- _PASSAGE_:
########################################

Some of our most valuable lessons are learned in the most unorthodox ways. Take, for example, Petey teaching me how to accept disturbances and use them as opportunities to go deeper during my meditation.

Margaret Wheatley, the complexity theorist, tells us: “You cannot change a living thing from the outside. You can only disturb it so it changes itself.”

My dog (Petey) has been with me since the inception of my meditation journey; I struggle to remember what came first, him or the attempts to mediate. I just know they arrived in my life around the same time and honestly, knowing the Universe, I’d venture to say they came on the same day. I digress.

As if meditation wasn’t hard enough for this beginner, I had my very needy, physical touch whore of a dog alongside (oftentimes on) me throughout this journey. In the early stages, I recall pleading out to him in this condescending (somewhere between loving and aggravated) tone, “Baby, please just leave me alone for 15 minutes”. Yearning for this peaceful, quiet, tranquil space. You know, like a total zenned out environment! I’d stand up and walk him over to his bed, pet him, tell him to stay, and walk back over to MY meditation space. Sometimes he stayed, other times he didn’t.

In time, I discovered he loves sleeping just as much as he loves being touched, so I adjusted my meditation schedule to be before mister sleepy head woke up. This was perfect, I was peacefully left alone to chase this higher state of self and he could continue to sleep without FOMO from an opportunity to be touched. It was a win, win!

########################################

- _PROVIDED INFORMATION_:
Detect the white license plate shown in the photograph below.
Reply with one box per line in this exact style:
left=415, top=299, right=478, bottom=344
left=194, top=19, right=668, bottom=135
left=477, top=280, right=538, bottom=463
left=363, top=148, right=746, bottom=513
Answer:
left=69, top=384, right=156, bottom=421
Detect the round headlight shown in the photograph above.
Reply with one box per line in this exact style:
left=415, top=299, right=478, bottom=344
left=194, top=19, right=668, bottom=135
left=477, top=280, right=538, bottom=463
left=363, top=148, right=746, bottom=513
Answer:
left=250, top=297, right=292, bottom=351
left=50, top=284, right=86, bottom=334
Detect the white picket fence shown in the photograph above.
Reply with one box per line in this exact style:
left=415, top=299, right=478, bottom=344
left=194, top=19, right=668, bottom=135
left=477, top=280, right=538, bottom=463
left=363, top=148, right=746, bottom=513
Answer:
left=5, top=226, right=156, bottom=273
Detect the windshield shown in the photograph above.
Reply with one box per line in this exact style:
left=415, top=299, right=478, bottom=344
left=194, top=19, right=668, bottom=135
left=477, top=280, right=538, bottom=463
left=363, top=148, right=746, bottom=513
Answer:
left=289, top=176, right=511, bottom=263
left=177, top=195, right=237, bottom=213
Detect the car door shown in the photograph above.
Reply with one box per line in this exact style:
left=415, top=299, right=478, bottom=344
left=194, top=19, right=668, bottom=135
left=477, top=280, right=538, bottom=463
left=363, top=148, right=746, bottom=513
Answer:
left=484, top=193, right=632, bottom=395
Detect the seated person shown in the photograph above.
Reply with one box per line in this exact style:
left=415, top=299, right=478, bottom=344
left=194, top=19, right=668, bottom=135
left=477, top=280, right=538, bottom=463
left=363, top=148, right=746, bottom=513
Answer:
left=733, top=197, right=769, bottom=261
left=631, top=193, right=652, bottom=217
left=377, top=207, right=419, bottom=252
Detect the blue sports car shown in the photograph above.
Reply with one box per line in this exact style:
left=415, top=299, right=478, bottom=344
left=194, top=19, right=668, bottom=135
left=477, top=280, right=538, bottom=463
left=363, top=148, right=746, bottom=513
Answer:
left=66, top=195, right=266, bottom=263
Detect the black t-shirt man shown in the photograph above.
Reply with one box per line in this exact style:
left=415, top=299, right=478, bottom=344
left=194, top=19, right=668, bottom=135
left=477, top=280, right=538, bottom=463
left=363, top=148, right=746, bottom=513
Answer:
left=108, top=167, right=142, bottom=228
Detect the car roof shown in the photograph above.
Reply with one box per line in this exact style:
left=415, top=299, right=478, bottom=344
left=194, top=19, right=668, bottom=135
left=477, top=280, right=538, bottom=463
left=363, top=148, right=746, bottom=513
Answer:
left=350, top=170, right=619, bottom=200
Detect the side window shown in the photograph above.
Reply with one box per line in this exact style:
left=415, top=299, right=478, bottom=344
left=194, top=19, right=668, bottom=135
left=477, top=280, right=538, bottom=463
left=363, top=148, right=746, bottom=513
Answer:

########################################

- _DIRECTIONS FOR THIS TASK_: Put this sentence from the meditation passage into Spanish: "Some of our most valuable lessons are learned in the most unorthodox ways."

- _EXERCISE OUTPUT_: Algunas de nuestras lecciones más valiosas se aprenden de las maneras más poco ortodoxas.